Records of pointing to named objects

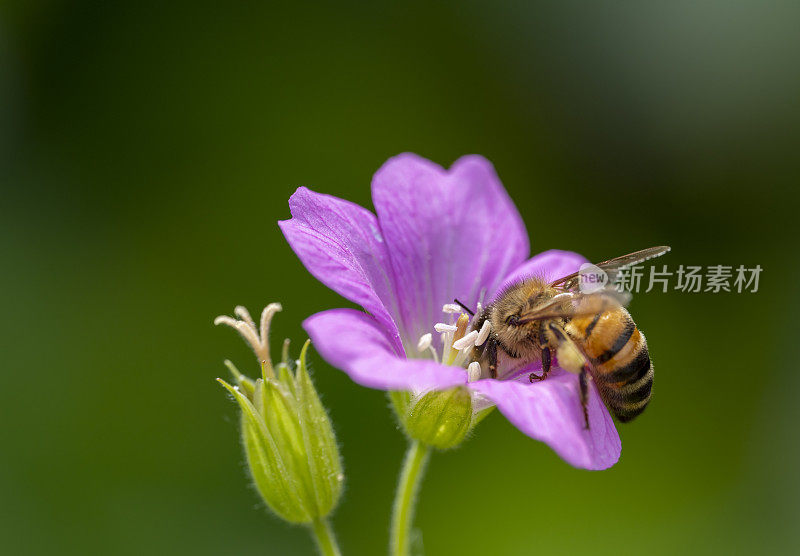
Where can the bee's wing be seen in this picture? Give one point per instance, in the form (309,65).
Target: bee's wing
(569,305)
(612,266)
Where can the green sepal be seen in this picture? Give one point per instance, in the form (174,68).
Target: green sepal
(273,478)
(439,419)
(324,461)
(289,442)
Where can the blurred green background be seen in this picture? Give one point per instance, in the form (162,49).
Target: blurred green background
(148,149)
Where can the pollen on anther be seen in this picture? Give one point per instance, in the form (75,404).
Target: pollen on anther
(484,333)
(474,371)
(424,342)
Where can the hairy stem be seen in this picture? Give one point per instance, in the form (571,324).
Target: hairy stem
(406,498)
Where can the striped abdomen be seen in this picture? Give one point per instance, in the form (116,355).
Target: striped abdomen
(622,369)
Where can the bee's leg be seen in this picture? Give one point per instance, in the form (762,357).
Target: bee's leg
(491,356)
(583,379)
(547,361)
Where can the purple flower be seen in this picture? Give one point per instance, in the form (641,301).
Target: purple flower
(438,235)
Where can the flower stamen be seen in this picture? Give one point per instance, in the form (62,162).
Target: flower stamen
(486,327)
(474,371)
(257,338)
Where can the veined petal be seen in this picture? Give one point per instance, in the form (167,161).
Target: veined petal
(340,243)
(550,411)
(355,343)
(449,233)
(550,265)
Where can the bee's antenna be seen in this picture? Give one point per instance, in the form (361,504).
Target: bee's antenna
(467,309)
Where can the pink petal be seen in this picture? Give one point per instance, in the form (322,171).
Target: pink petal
(550,265)
(450,233)
(340,243)
(550,411)
(355,343)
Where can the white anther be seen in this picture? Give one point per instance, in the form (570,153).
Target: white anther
(474,371)
(467,341)
(424,342)
(484,333)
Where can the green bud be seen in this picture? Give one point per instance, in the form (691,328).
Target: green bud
(438,419)
(288,440)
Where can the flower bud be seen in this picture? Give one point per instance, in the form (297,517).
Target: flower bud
(288,440)
(440,419)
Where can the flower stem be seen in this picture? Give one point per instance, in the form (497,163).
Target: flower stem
(406,497)
(326,540)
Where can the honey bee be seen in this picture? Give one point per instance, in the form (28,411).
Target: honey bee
(591,334)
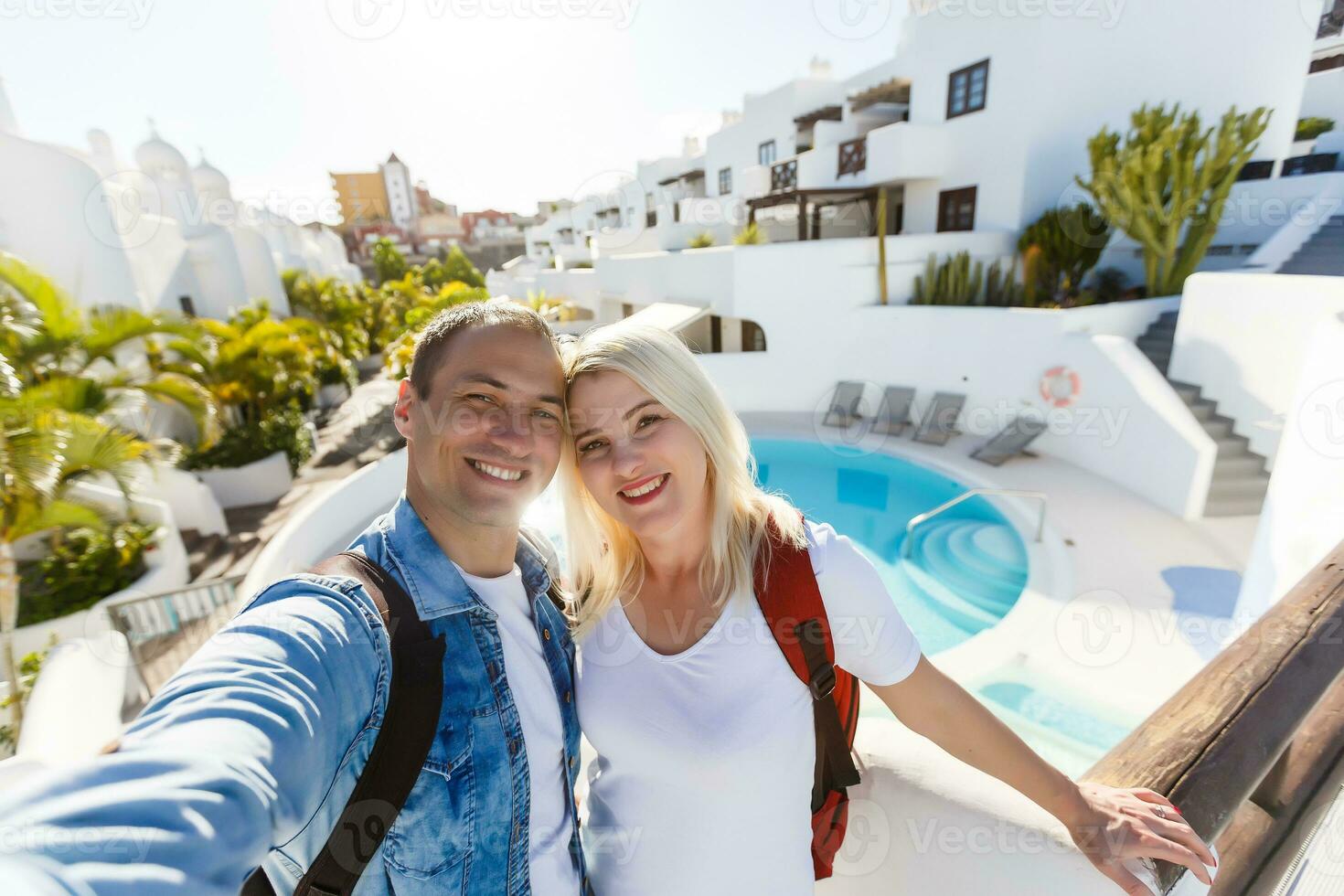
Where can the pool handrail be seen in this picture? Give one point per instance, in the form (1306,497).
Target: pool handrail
(969,493)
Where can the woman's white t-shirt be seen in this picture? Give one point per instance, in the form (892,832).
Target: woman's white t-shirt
(705,758)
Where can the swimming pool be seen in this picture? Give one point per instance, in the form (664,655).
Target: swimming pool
(965,567)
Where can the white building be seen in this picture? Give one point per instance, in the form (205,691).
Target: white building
(155,234)
(976,125)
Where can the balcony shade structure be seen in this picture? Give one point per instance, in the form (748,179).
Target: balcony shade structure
(894,91)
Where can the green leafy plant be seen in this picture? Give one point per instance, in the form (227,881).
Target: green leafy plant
(82,567)
(277,432)
(955,281)
(1166,182)
(749,235)
(26,678)
(1063,245)
(1313,128)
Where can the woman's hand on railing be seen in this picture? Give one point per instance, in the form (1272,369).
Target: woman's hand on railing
(1120,824)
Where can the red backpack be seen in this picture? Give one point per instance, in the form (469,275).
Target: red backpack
(792,606)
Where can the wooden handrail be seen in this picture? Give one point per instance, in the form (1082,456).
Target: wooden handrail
(1217,741)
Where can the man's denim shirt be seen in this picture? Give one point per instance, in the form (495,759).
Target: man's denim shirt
(251,750)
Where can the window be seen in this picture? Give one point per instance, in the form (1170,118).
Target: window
(957,208)
(966,89)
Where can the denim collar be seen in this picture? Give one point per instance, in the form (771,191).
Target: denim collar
(433,581)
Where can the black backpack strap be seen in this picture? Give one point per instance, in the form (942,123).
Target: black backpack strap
(411,723)
(834,753)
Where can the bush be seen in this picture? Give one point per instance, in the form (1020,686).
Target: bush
(83,567)
(749,235)
(240,445)
(1313,128)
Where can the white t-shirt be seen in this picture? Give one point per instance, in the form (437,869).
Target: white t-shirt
(703,776)
(549,865)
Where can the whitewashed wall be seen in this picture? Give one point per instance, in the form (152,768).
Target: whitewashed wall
(1241,340)
(1304,513)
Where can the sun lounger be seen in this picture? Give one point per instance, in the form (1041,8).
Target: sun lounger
(1009,441)
(940,421)
(894,412)
(844,404)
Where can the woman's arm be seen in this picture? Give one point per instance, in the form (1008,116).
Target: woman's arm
(1108,824)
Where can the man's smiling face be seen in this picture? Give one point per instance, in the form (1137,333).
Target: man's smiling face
(485,438)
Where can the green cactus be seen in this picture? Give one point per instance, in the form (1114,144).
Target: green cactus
(1062,246)
(1166,183)
(955,281)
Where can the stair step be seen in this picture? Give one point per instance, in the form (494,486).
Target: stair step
(1234,507)
(1217,426)
(1232,445)
(1246,464)
(1187,391)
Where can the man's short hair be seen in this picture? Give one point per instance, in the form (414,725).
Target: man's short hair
(432,341)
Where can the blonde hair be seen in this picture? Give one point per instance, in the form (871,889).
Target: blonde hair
(605,558)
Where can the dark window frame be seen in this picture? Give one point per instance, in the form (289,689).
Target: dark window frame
(969,71)
(952,219)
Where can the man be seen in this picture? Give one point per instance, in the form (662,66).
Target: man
(249,755)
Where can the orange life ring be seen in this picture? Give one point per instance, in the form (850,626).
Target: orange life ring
(1054,383)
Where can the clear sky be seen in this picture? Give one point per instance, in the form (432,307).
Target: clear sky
(491,102)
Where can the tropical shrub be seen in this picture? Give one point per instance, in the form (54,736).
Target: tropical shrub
(1060,249)
(749,235)
(281,430)
(1166,182)
(83,566)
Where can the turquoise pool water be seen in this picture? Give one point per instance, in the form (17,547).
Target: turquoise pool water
(966,567)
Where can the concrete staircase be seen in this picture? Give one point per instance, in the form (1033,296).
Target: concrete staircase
(1240,475)
(1321,254)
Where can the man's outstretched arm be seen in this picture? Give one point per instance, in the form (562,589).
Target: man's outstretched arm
(229,761)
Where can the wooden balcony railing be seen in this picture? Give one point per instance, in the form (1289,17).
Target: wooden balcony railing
(1247,741)
(852,156)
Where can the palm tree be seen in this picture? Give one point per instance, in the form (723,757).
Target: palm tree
(45,450)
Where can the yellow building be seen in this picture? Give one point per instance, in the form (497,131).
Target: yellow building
(362,195)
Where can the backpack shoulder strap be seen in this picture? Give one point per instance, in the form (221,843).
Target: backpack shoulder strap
(791,601)
(411,721)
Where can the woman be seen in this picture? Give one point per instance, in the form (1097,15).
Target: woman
(705,735)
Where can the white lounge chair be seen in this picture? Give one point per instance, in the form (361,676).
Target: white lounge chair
(894,412)
(1009,441)
(844,404)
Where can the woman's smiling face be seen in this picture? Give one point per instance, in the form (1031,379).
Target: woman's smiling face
(643,465)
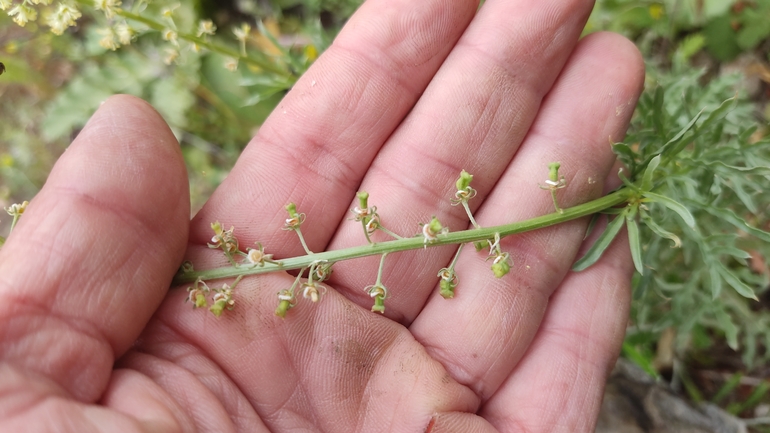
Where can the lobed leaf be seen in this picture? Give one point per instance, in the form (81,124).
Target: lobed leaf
(740,223)
(674,206)
(648,172)
(736,283)
(635,243)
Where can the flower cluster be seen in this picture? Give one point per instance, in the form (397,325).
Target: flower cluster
(431,231)
(378,292)
(501,261)
(554,182)
(221,297)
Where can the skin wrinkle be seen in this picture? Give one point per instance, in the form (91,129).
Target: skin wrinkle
(160,369)
(54,356)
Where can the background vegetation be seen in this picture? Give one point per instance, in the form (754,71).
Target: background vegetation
(689,325)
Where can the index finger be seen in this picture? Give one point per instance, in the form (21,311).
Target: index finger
(318,143)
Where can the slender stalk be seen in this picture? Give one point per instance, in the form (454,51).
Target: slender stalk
(254,59)
(389,233)
(472,235)
(379,271)
(302,239)
(470,215)
(13,223)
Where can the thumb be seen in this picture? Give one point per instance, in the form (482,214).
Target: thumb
(93,255)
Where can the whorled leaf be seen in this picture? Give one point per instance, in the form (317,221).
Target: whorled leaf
(635,243)
(597,249)
(674,206)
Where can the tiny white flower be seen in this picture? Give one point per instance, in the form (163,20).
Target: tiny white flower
(22,14)
(107,6)
(206,27)
(124,33)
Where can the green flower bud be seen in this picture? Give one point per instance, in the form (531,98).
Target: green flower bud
(217,227)
(283,307)
(217,308)
(435,226)
(447,289)
(363,200)
(501,268)
(200,301)
(291,208)
(464,181)
(379,304)
(553,173)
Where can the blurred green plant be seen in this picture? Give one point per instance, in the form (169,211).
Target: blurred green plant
(727,27)
(215,80)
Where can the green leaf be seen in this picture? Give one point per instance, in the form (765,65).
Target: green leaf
(597,249)
(736,282)
(591,224)
(732,218)
(660,231)
(630,352)
(765,171)
(719,113)
(658,111)
(648,172)
(674,206)
(726,324)
(675,140)
(731,251)
(716,281)
(635,243)
(727,388)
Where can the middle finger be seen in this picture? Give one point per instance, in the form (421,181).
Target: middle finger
(473,116)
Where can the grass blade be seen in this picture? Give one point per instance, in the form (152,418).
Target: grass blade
(601,244)
(635,243)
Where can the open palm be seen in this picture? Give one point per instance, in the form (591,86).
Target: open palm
(411,92)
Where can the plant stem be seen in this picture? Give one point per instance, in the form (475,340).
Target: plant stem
(472,235)
(389,233)
(258,59)
(302,239)
(470,215)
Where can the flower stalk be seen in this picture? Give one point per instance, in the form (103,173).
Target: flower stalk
(473,235)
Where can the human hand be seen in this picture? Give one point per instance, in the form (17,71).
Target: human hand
(410,93)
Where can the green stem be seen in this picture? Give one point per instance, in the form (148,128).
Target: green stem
(556,203)
(13,223)
(261,60)
(379,271)
(302,239)
(472,235)
(470,215)
(457,256)
(389,233)
(366,232)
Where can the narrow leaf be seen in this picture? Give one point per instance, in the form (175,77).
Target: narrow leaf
(635,243)
(674,206)
(736,282)
(681,133)
(597,249)
(660,231)
(591,224)
(726,324)
(648,172)
(734,219)
(731,251)
(720,112)
(716,282)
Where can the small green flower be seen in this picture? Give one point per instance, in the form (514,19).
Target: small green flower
(431,230)
(285,302)
(379,293)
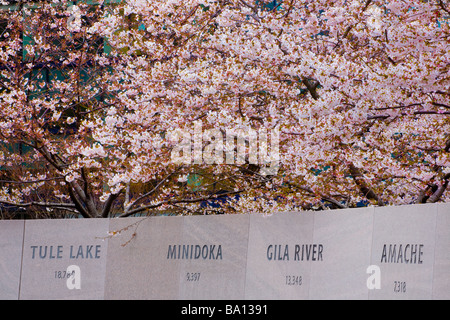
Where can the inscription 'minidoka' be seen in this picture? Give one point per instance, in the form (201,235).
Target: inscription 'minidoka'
(191,251)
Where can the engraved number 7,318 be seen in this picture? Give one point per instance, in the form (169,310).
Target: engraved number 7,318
(399,286)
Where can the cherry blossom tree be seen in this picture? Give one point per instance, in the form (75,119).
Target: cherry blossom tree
(359,91)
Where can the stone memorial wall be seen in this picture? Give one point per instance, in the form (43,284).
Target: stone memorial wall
(366,253)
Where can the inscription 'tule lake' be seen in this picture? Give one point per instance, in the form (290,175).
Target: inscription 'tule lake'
(73,252)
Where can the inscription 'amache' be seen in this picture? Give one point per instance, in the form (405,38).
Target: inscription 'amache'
(402,253)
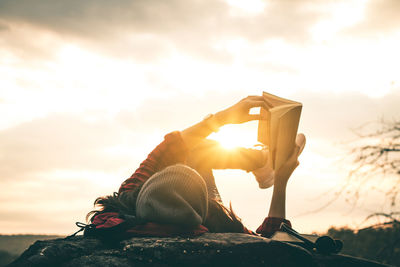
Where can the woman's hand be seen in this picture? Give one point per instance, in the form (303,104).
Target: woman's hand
(266,176)
(239,113)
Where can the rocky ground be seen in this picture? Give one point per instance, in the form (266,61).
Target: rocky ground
(228,249)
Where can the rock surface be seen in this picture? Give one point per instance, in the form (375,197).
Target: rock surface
(228,249)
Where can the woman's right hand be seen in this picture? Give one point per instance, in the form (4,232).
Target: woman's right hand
(239,113)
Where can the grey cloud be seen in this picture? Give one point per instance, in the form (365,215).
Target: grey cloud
(333,116)
(192,26)
(57,142)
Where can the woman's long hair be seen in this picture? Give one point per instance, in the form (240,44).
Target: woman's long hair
(219,219)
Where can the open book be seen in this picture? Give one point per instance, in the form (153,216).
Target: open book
(279,130)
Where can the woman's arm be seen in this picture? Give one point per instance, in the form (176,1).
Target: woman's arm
(174,148)
(238,113)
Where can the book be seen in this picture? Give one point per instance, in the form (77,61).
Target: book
(278,131)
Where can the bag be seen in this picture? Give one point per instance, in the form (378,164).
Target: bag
(107,226)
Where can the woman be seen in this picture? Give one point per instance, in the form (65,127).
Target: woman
(173,191)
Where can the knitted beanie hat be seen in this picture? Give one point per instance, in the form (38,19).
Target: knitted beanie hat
(176,195)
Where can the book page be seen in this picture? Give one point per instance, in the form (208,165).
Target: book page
(275,117)
(286,135)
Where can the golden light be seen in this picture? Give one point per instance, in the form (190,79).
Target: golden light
(232,136)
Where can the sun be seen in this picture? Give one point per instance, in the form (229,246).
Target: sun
(233,136)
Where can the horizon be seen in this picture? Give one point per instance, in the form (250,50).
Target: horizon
(88,89)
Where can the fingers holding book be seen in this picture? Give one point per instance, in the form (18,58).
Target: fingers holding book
(283,174)
(239,113)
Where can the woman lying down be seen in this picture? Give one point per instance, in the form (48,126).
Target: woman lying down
(173,192)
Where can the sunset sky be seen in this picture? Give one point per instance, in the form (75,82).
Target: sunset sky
(89,88)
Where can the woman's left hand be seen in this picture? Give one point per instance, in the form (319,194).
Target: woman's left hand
(239,113)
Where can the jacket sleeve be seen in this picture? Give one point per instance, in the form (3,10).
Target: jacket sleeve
(171,151)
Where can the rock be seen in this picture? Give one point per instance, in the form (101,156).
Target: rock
(228,249)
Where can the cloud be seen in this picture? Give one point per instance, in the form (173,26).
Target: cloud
(332,116)
(154,27)
(57,142)
(381,17)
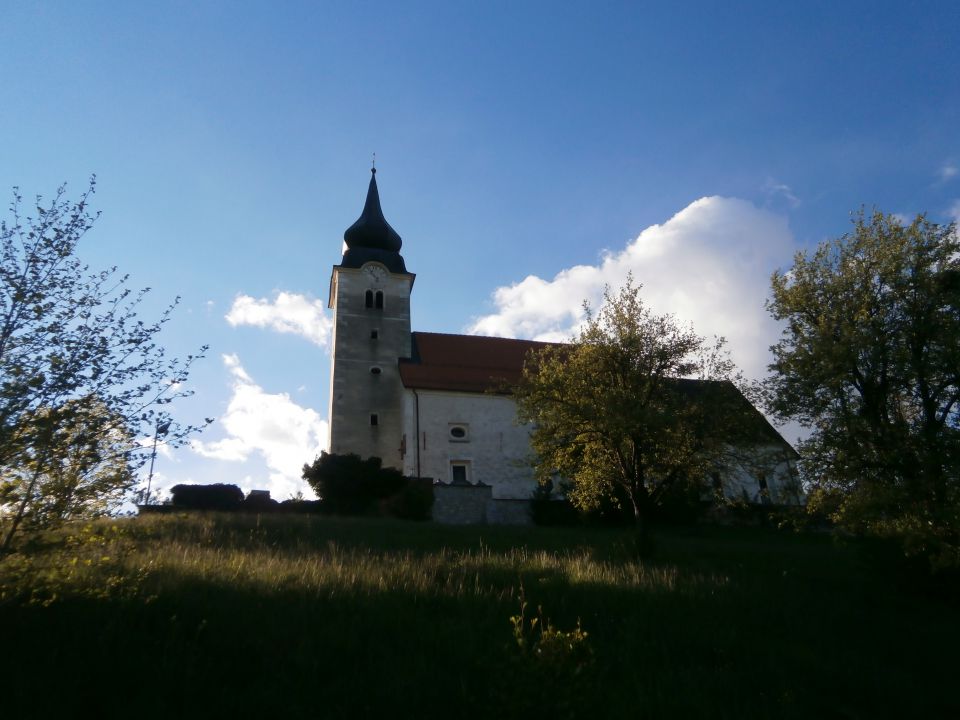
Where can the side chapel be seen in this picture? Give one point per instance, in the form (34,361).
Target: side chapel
(433,405)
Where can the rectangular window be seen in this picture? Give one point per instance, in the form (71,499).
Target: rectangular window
(458,473)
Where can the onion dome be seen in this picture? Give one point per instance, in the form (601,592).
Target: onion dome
(370,238)
(371,230)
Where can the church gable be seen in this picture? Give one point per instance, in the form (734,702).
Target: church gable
(465,363)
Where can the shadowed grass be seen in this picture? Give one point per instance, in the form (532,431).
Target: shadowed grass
(319,617)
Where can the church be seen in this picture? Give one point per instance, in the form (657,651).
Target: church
(438,406)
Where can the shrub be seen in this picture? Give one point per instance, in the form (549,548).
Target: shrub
(259,501)
(349,485)
(207,497)
(414,501)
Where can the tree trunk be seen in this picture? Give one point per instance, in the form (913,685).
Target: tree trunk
(642,539)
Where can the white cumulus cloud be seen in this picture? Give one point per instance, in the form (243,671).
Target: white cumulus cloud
(287,313)
(284,434)
(709,265)
(954,211)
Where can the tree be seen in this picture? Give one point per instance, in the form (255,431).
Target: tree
(82,377)
(869,362)
(617,413)
(349,485)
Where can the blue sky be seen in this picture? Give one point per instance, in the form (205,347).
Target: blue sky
(527,153)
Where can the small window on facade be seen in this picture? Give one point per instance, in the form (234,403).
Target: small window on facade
(458,473)
(764,490)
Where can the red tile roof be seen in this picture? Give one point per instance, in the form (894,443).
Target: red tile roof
(465,363)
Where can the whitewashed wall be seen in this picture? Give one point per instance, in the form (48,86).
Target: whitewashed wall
(496,449)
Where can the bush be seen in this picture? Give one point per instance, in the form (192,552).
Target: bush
(547,510)
(301,506)
(414,501)
(207,497)
(349,485)
(259,501)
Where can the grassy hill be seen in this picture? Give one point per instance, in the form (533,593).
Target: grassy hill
(317,617)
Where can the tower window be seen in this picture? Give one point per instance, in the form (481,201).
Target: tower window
(459,473)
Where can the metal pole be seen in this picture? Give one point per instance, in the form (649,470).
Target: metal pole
(153,457)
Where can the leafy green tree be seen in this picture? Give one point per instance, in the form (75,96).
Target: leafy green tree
(82,377)
(869,362)
(616,414)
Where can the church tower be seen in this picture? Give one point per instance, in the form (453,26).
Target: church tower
(370,299)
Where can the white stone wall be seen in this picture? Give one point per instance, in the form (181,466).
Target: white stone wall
(741,477)
(355,392)
(496,449)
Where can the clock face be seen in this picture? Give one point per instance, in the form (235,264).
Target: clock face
(375,272)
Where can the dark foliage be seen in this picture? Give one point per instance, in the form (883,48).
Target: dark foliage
(414,501)
(259,501)
(349,485)
(207,497)
(301,506)
(548,510)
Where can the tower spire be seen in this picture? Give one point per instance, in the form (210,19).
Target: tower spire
(371,230)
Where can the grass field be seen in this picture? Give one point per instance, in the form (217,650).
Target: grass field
(205,616)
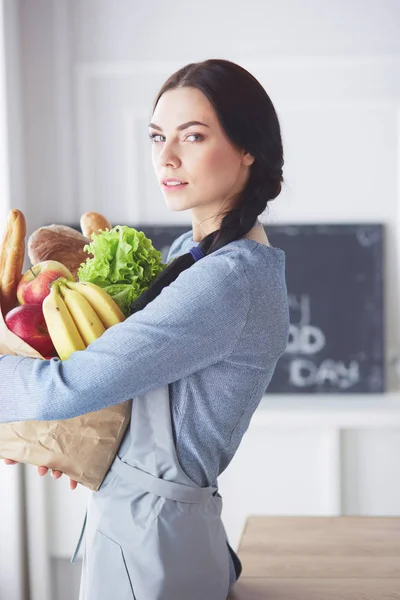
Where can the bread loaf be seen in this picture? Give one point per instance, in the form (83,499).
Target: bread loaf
(12,255)
(58,242)
(93,222)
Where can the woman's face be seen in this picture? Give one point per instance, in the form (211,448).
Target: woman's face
(201,155)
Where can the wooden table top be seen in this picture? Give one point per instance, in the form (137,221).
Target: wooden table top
(319,558)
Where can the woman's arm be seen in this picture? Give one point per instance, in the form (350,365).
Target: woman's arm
(194,322)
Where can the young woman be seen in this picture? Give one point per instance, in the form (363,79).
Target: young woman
(196,355)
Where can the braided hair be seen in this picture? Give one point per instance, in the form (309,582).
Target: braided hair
(249,119)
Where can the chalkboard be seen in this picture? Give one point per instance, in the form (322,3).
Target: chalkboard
(334,276)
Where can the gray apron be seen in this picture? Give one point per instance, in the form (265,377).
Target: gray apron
(151,533)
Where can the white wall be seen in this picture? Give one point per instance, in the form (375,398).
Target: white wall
(89,73)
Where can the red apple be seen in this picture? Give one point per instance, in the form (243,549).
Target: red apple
(28,323)
(34,284)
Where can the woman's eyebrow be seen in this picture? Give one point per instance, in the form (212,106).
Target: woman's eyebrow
(183,126)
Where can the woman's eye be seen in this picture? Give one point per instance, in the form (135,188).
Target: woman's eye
(152,136)
(199,137)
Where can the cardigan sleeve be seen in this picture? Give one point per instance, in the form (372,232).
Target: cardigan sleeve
(194,322)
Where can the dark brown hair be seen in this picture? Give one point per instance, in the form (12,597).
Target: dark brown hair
(247,115)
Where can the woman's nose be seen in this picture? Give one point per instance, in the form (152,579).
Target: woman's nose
(169,157)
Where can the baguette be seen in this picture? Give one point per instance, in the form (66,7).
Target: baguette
(12,255)
(92,222)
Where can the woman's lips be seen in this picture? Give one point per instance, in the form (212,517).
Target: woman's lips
(174,187)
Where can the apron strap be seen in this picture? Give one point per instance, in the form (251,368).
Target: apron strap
(161,487)
(154,485)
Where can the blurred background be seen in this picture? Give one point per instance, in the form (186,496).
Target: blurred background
(77,83)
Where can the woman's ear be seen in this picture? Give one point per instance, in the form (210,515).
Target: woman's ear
(248,159)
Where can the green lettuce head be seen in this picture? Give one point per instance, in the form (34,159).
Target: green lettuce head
(124,264)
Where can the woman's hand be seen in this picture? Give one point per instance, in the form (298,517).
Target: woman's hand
(43,471)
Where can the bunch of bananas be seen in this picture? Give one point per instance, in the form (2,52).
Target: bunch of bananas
(77,313)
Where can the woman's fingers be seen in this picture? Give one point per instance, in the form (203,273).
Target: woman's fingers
(44,470)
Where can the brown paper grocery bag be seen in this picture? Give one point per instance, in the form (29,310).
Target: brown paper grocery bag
(82,447)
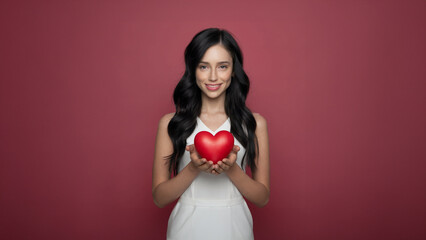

■ TASK BRIEF:
State how many lines of the records contain the string "slender", treating uppercase and lowercase as distinct. Give the number alone.

■ COMPLETED TASK:
2